Note how many lines in the entries below contain the string "clicks", and answer with that number and no other text.

Source records
┄┄┄┄┄┄┄┄┄┄

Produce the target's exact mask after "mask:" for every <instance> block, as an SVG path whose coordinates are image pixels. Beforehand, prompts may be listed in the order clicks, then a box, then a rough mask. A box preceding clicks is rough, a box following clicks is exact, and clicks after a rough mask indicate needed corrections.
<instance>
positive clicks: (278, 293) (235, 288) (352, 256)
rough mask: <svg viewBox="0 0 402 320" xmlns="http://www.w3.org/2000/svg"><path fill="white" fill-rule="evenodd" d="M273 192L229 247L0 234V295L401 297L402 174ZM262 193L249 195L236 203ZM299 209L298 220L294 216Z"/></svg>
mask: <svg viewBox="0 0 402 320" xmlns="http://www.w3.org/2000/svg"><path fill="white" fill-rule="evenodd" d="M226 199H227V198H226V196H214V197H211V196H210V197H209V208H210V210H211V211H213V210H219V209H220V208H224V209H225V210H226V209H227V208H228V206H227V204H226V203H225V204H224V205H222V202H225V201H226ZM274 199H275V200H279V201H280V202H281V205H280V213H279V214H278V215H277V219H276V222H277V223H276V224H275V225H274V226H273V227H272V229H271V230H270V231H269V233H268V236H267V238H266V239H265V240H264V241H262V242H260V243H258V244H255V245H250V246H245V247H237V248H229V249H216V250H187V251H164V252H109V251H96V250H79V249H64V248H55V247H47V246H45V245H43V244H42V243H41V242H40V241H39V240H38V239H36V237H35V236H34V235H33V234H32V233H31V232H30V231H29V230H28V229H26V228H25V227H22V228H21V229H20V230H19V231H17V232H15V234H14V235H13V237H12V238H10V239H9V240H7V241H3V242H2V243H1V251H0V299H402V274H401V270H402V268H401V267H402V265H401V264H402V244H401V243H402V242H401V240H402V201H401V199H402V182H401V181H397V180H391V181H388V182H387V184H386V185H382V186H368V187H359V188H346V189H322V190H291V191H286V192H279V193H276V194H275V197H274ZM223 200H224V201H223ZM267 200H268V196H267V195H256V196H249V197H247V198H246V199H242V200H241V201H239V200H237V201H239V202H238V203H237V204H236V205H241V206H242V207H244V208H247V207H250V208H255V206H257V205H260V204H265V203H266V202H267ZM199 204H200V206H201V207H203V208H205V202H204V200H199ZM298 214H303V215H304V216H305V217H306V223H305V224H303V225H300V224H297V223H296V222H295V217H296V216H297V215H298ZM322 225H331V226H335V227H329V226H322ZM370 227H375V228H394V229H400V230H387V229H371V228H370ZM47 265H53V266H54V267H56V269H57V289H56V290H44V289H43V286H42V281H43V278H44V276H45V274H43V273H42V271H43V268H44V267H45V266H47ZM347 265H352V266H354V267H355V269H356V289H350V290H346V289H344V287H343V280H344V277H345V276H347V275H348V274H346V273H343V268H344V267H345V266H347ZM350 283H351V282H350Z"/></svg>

┄┄┄┄┄┄┄┄┄┄

> Finished task:
2